→ **DATA EXCERPTS**
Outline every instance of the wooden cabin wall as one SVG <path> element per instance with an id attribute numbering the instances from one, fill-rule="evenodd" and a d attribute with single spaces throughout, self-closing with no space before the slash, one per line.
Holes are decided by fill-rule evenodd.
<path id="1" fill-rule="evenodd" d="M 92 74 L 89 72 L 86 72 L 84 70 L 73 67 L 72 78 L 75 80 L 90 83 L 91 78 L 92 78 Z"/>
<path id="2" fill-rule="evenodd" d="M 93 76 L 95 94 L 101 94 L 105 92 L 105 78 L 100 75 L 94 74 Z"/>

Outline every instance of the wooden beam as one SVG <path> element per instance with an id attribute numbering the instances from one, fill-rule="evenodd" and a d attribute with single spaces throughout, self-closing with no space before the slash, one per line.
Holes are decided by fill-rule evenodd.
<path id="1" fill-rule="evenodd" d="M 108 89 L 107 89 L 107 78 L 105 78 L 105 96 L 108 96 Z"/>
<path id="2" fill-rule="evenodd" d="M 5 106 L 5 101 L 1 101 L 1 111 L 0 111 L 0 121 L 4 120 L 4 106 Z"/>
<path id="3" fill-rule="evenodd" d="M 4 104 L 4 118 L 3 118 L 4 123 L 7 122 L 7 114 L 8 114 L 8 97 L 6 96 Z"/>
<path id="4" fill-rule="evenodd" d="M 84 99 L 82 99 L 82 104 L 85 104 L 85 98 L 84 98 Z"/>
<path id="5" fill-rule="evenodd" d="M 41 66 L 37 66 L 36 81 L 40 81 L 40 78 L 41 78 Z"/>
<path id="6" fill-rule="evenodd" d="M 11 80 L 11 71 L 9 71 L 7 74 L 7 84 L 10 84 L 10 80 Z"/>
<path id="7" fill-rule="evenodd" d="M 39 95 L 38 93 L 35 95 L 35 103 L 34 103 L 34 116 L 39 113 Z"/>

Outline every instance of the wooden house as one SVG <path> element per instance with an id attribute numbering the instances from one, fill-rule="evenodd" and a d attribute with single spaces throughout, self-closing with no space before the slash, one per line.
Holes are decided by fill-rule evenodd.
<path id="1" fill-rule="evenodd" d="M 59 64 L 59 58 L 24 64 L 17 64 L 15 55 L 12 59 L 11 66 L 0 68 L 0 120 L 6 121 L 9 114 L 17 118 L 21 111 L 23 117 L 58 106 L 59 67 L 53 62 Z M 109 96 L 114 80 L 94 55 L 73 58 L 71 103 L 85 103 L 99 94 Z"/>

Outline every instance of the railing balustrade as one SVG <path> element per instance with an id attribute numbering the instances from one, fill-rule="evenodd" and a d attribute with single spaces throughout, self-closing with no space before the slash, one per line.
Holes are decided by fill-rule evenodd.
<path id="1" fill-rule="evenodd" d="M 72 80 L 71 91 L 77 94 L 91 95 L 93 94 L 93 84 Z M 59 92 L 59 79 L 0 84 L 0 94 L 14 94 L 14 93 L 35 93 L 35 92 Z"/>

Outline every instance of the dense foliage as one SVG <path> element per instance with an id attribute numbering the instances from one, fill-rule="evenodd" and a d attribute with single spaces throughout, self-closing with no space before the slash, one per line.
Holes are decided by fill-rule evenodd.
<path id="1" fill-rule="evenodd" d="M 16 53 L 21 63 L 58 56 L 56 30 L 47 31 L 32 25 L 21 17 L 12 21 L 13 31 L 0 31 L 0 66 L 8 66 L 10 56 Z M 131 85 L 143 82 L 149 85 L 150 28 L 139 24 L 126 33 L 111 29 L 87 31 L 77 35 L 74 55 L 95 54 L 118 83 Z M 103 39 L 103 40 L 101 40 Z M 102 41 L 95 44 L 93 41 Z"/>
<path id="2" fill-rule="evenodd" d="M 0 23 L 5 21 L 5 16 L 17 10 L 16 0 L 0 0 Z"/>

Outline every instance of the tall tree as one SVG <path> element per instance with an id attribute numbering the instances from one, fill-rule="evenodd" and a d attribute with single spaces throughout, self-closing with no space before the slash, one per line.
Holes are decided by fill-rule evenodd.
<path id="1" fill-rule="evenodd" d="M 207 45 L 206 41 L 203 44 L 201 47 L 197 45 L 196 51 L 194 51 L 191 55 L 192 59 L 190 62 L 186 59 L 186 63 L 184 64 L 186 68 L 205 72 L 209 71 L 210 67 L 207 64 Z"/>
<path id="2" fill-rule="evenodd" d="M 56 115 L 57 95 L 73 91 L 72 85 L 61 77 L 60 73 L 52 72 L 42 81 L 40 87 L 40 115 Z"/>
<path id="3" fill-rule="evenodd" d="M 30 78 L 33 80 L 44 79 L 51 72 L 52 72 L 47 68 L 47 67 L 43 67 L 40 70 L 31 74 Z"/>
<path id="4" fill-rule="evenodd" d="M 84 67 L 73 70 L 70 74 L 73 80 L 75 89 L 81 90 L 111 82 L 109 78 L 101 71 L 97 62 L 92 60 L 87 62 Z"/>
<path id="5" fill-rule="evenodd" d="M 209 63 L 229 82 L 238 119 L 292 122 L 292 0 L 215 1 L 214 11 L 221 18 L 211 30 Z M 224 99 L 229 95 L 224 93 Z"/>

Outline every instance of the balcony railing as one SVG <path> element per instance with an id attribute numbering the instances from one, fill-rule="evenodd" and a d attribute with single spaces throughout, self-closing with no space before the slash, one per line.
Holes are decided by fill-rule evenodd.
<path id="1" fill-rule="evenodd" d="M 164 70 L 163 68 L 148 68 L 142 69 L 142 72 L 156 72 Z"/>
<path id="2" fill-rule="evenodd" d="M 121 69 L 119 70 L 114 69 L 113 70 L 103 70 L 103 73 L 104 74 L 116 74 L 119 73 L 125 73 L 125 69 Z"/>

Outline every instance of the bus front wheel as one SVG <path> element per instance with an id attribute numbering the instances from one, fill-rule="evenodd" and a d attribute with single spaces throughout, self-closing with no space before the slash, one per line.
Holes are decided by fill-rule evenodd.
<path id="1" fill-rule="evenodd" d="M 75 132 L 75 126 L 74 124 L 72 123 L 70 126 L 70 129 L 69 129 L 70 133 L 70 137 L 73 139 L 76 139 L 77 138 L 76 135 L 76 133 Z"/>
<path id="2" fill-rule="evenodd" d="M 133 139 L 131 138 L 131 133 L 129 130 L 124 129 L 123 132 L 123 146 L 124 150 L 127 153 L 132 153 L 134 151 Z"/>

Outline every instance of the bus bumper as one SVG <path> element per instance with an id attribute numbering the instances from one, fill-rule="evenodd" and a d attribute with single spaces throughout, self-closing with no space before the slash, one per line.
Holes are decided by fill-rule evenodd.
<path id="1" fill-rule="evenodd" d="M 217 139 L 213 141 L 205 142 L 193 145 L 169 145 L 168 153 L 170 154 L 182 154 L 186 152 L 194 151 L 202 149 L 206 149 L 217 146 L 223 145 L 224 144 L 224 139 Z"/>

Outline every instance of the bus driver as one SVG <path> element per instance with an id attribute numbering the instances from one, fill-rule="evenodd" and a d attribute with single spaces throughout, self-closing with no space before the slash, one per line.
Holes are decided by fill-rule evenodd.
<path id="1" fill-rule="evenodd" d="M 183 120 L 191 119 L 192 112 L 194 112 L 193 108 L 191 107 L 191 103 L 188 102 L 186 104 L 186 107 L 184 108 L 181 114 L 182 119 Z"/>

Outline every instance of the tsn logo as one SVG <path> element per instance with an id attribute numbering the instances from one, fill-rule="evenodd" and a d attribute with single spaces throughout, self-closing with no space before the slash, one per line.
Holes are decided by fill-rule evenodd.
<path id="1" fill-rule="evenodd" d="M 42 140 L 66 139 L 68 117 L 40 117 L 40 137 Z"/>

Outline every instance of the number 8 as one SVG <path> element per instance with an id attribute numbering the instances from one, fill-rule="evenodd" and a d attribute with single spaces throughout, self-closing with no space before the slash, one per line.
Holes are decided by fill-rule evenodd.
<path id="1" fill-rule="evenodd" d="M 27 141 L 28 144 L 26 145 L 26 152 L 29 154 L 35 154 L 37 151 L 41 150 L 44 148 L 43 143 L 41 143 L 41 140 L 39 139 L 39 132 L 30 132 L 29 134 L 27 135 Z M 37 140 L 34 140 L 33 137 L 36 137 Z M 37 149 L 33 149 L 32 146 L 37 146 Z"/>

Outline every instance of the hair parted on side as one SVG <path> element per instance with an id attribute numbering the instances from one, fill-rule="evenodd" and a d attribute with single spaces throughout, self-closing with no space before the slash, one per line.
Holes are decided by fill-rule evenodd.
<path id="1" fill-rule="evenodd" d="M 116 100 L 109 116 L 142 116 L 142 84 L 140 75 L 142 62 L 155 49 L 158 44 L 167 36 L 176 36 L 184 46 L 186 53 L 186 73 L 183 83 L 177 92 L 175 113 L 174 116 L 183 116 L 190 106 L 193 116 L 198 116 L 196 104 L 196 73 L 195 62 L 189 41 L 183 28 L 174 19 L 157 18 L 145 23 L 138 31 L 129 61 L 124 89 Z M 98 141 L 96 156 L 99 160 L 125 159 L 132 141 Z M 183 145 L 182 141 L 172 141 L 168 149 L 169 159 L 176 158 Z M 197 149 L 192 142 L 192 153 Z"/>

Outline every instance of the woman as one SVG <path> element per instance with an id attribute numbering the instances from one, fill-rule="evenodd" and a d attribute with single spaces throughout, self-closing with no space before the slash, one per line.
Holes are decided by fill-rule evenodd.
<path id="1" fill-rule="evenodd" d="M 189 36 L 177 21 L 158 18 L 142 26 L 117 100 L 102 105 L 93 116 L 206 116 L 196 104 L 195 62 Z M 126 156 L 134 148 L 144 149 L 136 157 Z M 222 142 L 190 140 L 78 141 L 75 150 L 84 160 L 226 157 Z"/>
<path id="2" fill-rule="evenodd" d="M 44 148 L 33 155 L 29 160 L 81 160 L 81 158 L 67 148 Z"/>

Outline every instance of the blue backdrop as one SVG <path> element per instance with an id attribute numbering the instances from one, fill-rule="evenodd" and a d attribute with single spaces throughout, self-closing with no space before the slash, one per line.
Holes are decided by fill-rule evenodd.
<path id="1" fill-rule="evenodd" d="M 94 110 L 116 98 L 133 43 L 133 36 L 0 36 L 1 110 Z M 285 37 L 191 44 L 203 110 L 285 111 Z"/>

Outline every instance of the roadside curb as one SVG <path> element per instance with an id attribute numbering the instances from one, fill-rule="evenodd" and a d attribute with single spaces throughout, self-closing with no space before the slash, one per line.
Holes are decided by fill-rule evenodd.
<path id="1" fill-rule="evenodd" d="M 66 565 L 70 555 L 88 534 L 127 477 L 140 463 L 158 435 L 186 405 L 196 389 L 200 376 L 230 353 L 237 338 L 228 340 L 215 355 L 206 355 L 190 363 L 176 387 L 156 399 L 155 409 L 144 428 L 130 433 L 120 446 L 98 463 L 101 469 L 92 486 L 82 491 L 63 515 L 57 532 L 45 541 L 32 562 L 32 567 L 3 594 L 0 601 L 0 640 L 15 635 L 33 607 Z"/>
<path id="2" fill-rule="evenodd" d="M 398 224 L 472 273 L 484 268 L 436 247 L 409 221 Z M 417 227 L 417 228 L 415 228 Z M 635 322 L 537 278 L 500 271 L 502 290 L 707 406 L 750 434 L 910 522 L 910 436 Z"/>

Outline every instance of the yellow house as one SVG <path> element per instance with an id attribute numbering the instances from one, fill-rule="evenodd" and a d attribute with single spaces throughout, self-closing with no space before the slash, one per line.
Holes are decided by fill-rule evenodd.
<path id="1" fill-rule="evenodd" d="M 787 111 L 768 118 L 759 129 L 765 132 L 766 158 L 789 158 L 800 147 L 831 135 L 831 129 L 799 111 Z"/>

→ **WRITTEN REQUEST**
State how many lines of the material above contain the string "railing", with case counting. Reply with the number alone.

→ **RESPONSE TO THE TASK**
2